• **Records provided**:

-- BEGIN --

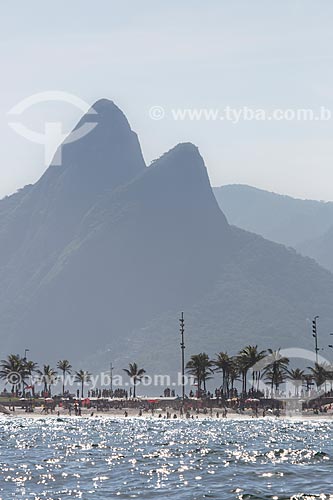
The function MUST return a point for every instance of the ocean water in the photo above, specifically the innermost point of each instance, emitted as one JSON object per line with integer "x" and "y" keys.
{"x": 147, "y": 459}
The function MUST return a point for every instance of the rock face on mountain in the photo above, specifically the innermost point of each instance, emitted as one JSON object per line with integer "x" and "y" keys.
{"x": 306, "y": 225}
{"x": 99, "y": 257}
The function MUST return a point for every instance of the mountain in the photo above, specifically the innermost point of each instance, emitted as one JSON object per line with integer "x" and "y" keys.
{"x": 306, "y": 225}
{"x": 97, "y": 262}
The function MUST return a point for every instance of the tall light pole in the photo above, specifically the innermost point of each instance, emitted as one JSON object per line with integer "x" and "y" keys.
{"x": 111, "y": 388}
{"x": 315, "y": 336}
{"x": 182, "y": 346}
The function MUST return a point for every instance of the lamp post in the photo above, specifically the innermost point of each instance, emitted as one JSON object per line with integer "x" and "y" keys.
{"x": 111, "y": 388}
{"x": 182, "y": 346}
{"x": 315, "y": 336}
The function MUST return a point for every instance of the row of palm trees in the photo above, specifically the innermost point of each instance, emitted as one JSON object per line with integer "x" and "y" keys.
{"x": 269, "y": 365}
{"x": 19, "y": 371}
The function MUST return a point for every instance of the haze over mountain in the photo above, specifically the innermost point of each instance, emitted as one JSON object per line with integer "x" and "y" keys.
{"x": 99, "y": 257}
{"x": 306, "y": 225}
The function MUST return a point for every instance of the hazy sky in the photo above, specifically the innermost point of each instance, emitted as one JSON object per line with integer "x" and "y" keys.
{"x": 189, "y": 54}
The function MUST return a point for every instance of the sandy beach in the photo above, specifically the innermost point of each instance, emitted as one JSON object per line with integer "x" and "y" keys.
{"x": 161, "y": 415}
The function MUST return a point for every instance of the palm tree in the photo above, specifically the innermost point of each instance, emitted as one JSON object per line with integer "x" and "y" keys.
{"x": 200, "y": 366}
{"x": 136, "y": 375}
{"x": 319, "y": 373}
{"x": 233, "y": 373}
{"x": 223, "y": 364}
{"x": 30, "y": 368}
{"x": 297, "y": 377}
{"x": 247, "y": 358}
{"x": 82, "y": 377}
{"x": 65, "y": 366}
{"x": 48, "y": 377}
{"x": 276, "y": 367}
{"x": 13, "y": 371}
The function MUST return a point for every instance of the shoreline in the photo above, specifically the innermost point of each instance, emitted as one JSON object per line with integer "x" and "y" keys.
{"x": 133, "y": 414}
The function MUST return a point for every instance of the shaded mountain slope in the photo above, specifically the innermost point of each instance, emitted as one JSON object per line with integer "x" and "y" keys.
{"x": 105, "y": 257}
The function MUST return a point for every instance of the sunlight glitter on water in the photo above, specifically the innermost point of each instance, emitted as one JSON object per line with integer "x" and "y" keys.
{"x": 100, "y": 458}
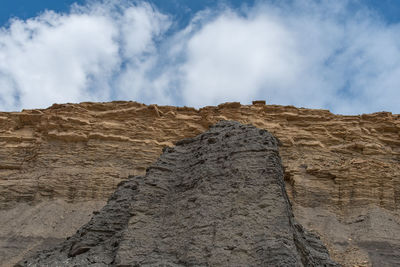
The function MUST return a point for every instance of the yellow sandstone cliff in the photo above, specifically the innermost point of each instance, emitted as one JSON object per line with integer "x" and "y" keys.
{"x": 57, "y": 165}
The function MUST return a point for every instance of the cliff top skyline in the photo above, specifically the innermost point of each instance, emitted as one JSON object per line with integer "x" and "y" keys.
{"x": 342, "y": 56}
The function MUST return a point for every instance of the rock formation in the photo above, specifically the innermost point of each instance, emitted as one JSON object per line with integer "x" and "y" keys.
{"x": 57, "y": 165}
{"x": 217, "y": 199}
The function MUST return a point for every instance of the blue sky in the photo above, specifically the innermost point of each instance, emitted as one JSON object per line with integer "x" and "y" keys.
{"x": 339, "y": 55}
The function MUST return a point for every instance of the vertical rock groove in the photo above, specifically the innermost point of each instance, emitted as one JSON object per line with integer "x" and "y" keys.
{"x": 217, "y": 199}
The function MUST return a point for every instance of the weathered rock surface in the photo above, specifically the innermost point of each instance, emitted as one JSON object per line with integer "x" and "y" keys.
{"x": 218, "y": 199}
{"x": 342, "y": 173}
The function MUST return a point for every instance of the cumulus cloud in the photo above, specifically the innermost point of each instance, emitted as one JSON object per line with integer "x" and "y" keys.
{"x": 306, "y": 53}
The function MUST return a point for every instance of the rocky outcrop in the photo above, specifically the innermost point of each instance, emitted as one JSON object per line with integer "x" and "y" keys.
{"x": 342, "y": 173}
{"x": 217, "y": 199}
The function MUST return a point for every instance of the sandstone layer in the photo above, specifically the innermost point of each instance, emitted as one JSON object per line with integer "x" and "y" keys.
{"x": 217, "y": 199}
{"x": 342, "y": 173}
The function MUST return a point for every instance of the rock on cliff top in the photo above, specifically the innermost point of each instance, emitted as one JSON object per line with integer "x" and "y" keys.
{"x": 217, "y": 199}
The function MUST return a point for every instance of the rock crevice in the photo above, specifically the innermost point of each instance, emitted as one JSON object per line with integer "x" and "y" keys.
{"x": 217, "y": 199}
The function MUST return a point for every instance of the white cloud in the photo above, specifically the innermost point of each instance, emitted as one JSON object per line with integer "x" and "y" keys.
{"x": 320, "y": 54}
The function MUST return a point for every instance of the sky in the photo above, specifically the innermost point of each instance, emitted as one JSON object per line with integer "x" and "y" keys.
{"x": 338, "y": 55}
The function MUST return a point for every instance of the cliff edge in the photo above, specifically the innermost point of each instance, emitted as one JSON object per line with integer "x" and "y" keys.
{"x": 217, "y": 199}
{"x": 57, "y": 165}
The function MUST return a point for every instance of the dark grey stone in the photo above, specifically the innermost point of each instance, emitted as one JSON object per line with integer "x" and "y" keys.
{"x": 217, "y": 199}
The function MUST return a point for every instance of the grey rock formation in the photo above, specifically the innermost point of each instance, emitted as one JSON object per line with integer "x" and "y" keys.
{"x": 217, "y": 199}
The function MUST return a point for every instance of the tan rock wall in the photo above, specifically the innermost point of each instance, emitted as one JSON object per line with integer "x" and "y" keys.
{"x": 82, "y": 151}
{"x": 335, "y": 165}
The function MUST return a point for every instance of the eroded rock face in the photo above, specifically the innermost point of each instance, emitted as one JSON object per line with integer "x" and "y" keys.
{"x": 218, "y": 199}
{"x": 342, "y": 173}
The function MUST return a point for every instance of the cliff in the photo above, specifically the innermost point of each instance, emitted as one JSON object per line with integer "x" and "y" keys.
{"x": 57, "y": 165}
{"x": 217, "y": 199}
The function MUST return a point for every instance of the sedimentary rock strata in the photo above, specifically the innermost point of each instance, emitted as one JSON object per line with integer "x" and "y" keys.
{"x": 218, "y": 199}
{"x": 342, "y": 173}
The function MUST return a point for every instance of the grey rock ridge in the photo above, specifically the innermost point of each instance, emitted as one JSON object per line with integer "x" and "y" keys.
{"x": 217, "y": 199}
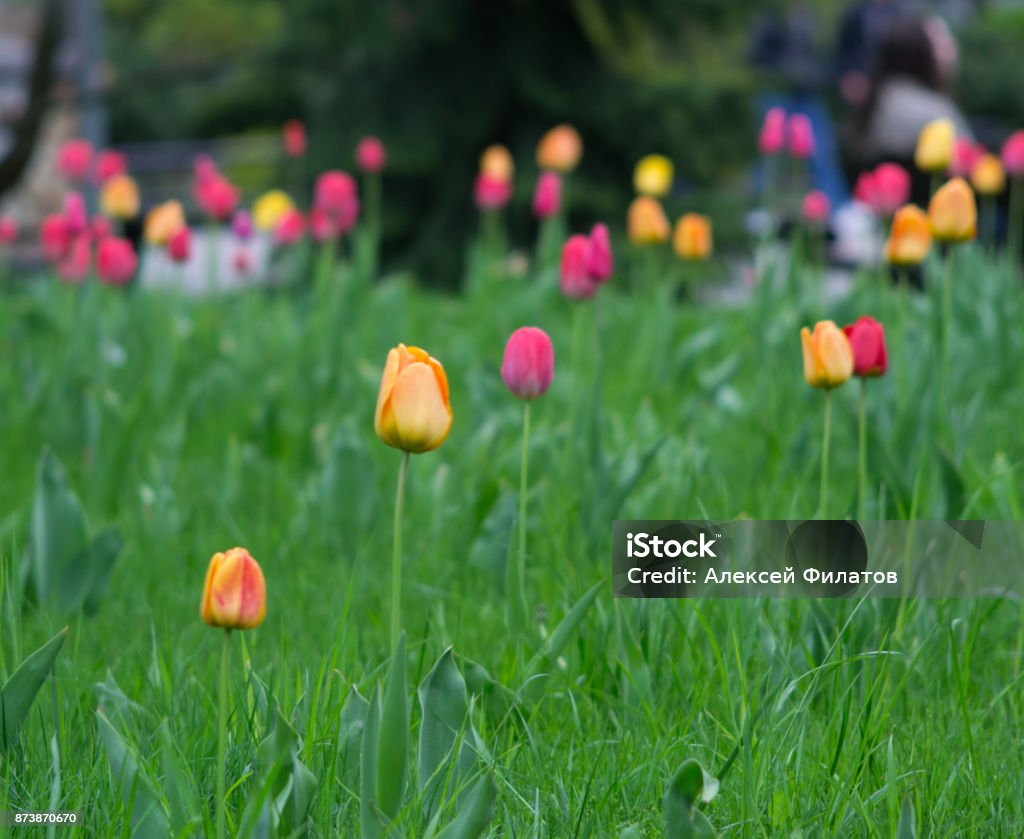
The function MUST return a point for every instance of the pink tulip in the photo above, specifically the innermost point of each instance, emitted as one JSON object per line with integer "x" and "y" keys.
{"x": 371, "y": 156}
{"x": 74, "y": 159}
{"x": 548, "y": 195}
{"x": 772, "y": 137}
{"x": 116, "y": 260}
{"x": 801, "y": 136}
{"x": 528, "y": 365}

-- END --

With the pictures left out, transcribe the material exactly.

The function MUST return a point for every instance of the ocean water in the photo above, specifically the innermost point of each instance, emitted as one JSON object per line with integer "x" and "y" keys.
{"x": 147, "y": 459}
The function MUST return a point for every instance of the rock face on mountain in the photo above, specifically the innermost point of each instance, emitted as one JSON object per line with integer "x" and "y" keys.
{"x": 306, "y": 225}
{"x": 99, "y": 257}
The function MUST return a point for every instance of the mountain in the photo above, specifically the innermost point of each instance, emitted as one JSON object per line with integer "x" and "y" keys.
{"x": 306, "y": 225}
{"x": 97, "y": 262}
The function MUST return a point for every instance of the tall light pole in the photo above, specifically the innermost point of each instance, emitted as one JSON object per line with integer "x" and "y" keys.
{"x": 111, "y": 388}
{"x": 315, "y": 336}
{"x": 182, "y": 346}
The function MUST return a point for every instance of the lamp post in the photo above, specifically the innermost point of each instance, emitted as one JSON object per line with integer "x" and "y" keys.
{"x": 111, "y": 388}
{"x": 182, "y": 346}
{"x": 315, "y": 336}
The function MUST return a point for every instance of the row of palm trees in the photo above, specifically the innermost point of each instance, emitted as one JSON object per line with integer "x" and "y" keys.
{"x": 269, "y": 365}
{"x": 19, "y": 371}
The function MUST return a point for every instance of the haze over mountain in the photo above, specifically the innermost point of each instance, emitted as one JSON object per line with integer "x" and "y" keys.
{"x": 99, "y": 257}
{"x": 306, "y": 225}
The function MUST return a point for every instance of the hazy sky in the photo above, specifically the innermost point of each instance, emitted as one JSON object per line with integer "x" and "y" keys.
{"x": 189, "y": 54}
The function MUST return a point for every instance of the sandy beach in the photo above, specifically the innermost point of each instance, emitted as one JSON object per line with integer "x" and "y" keys.
{"x": 161, "y": 415}
The function MUST return a point for every instance of the palm tree in the photo above, specifically the innermost point of each instance, emitted as one JSON object per line with integer "x" and "y" keys.
{"x": 200, "y": 366}
{"x": 136, "y": 375}
{"x": 319, "y": 373}
{"x": 233, "y": 373}
{"x": 223, "y": 364}
{"x": 30, "y": 368}
{"x": 297, "y": 377}
{"x": 247, "y": 358}
{"x": 82, "y": 377}
{"x": 65, "y": 366}
{"x": 48, "y": 377}
{"x": 276, "y": 367}
{"x": 13, "y": 371}
The function MUST return a point for every instance of the shoreline in the photo above, specifically the innermost point of each instance, emitted as one JSON object per line with integer "x" and "y" keys.
{"x": 133, "y": 414}
The function MUST return a point for every instance of the shaded mountain slope in the photo above, specifically the innermost point of each instance, emitted as one JSON object per line with integer "x" and "y" keys.
{"x": 105, "y": 257}
The function MUST return a point for every instance of the sunlight glitter on water in the photo above, specifically the innermost point of each instance, emitted as one JSON object per line with integer "x" and "y" keys.
{"x": 100, "y": 458}
The function MUST return a point for every instance of the yellow sandstone cliff in the photo above, specifically the innermost point of each instance, emitted as one JSON object per line with integer "x" and "y" keys.
{"x": 57, "y": 165}
The function MUST return a point for every instance of the cliff top skyline in the photo above, specifically the innermost point of each instance, emitted as one JSON object per line with integer "x" and "y" keys.
{"x": 342, "y": 56}
The function MUST return a point for every instance of the rock formation in the photo above, specifically the innermost point of each instance, emitted as one JSON object per line with integer "x" and "y" keys.
{"x": 57, "y": 165}
{"x": 217, "y": 199}
The function MUST return a point for every instance of the blue sky in the photo above, specifically the innermost point of each instance, emitted as one JSON object per line with integer "x" and "y" keys.
{"x": 339, "y": 55}
The function MUST return a point for every instance of the vertical rock groove in the photo above, specifically the innermost point of each instance, emitted as one JSON object per line with integer "x" and "y" keys.
{"x": 217, "y": 199}
The function MUST return a point for every instance of the weathered rock surface in the photo above, specifically the innermost point of each instance, emitted as one JSON object per line with integer "x" and "y" keys.
{"x": 218, "y": 199}
{"x": 342, "y": 173}
The function MUST return a point for every instance of the cumulus cloud in the photo above, specifically the innermost point of each instance, emitted as one JSON object per line with integer "x" and "y" keys.
{"x": 306, "y": 53}
The function MUST return a point for every instance of the rocky outcrop in the photo above, specifically the innermost point of each instance, emitted as one JSON object per line with integer "x" and "y" keys.
{"x": 342, "y": 173}
{"x": 217, "y": 199}
The function MUST return a point for every instance of the sandstone layer in the photo above, specifically the innermost point of each instance, emitted as one JSON object per line with integer "x" and "y" keys.
{"x": 217, "y": 199}
{"x": 342, "y": 173}
The function MUST return a point for every instance of the rock on cliff top in the photo above, specifically the innermost point of each instance, emitted as one JSON object per line with integer "x" and "y" keys.
{"x": 217, "y": 199}
The function MUST return a point for every instance of the rock crevice in the photo above, specifically the innermost point of each instance, emitted as one JSON object per line with integer "x" and "y" keys.
{"x": 217, "y": 199}
The function MUST return a point for every instance of the white cloud in the photo above, specifically the innermost point of each instance, emitted as one JSON object per line with integer "x" and "y" keys.
{"x": 320, "y": 54}
The function MUST return a point for every instance of the sky in the photo above, specifically the innermost point of each instance, emitted as one JSON object per line with integer "x" and "y" keys.
{"x": 338, "y": 55}
The function MUST return a point for every instance of the cliff edge in the photo above, specifically the innermost point of each instance, emitted as one JSON object per line with integer "x" and "y" keys.
{"x": 217, "y": 199}
{"x": 57, "y": 165}
The function MUST return a point for every instance of the dark grey stone in the photo above, specifically the innermost point of each instance, emitted as one JSON object per line with integer "x" and "y" keys.
{"x": 217, "y": 199}
The function MUST return a point for every instance of the grey rock formation in the photo above, specifically the innermost point of each instance, emitted as one JSON object per line with integer "x" and "y" keys.
{"x": 217, "y": 199}
The function MUST return a point for every instance of the tan rock wall in the photo above, specifically the innermost point of each instance, emitted as one JSON object per line with integer "x" and "y" keys.
{"x": 82, "y": 151}
{"x": 335, "y": 165}
The function MUST return a point for every instance of the eroded rock face in the photo above, specifically the innermost point of each instance, emitted as one JSON object per line with integer "x" and "y" keys.
{"x": 218, "y": 199}
{"x": 342, "y": 173}
The function MUST return a point for every instance of the cliff in the photo above, specifically the innermost point of each instance, emitted as one JSON object per line with integer "x" and "y" keys.
{"x": 57, "y": 165}
{"x": 217, "y": 199}
The function MUST return a point for every instance of the sedimentary rock strata in the photo above, specifically the innermost point of each instance, emitted as one JSON object per line with integer "x" and "y" keys.
{"x": 218, "y": 199}
{"x": 342, "y": 173}
The function MUST return a point for every instance of the grey rock ridge in the photo above, specifically the innermost point of each instance, emitted as one JSON object per line with integer "x" and "y" keys.
{"x": 217, "y": 199}
The function MUST return a point for every instance of the pink tulip in the photo above, specifically the innermost point of each instance, emitted as one JSON object per line with integer "x" and "y" keys.
{"x": 371, "y": 156}
{"x": 74, "y": 159}
{"x": 548, "y": 195}
{"x": 772, "y": 137}
{"x": 116, "y": 260}
{"x": 801, "y": 136}
{"x": 528, "y": 365}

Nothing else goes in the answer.